In the entries below, count every line with the word "picture". Return only the count.

____________________

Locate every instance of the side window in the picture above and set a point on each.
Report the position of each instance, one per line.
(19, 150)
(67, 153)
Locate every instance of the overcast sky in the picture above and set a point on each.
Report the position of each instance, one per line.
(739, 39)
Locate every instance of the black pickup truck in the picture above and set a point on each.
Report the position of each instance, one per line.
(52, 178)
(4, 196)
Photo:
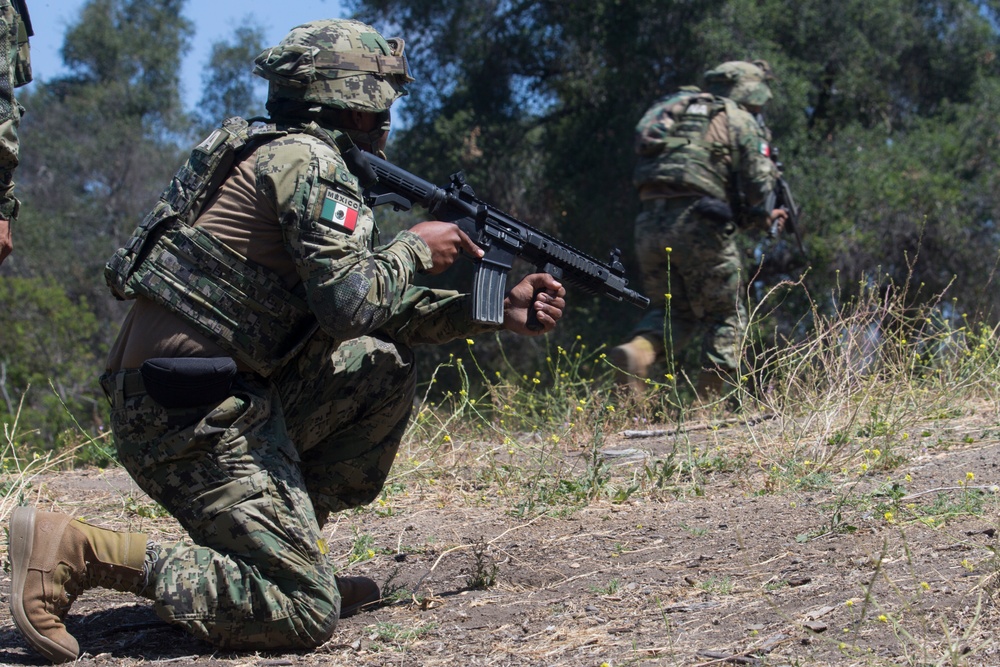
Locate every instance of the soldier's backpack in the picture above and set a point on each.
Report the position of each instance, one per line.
(674, 151)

____________________

FINISHED TASK: 4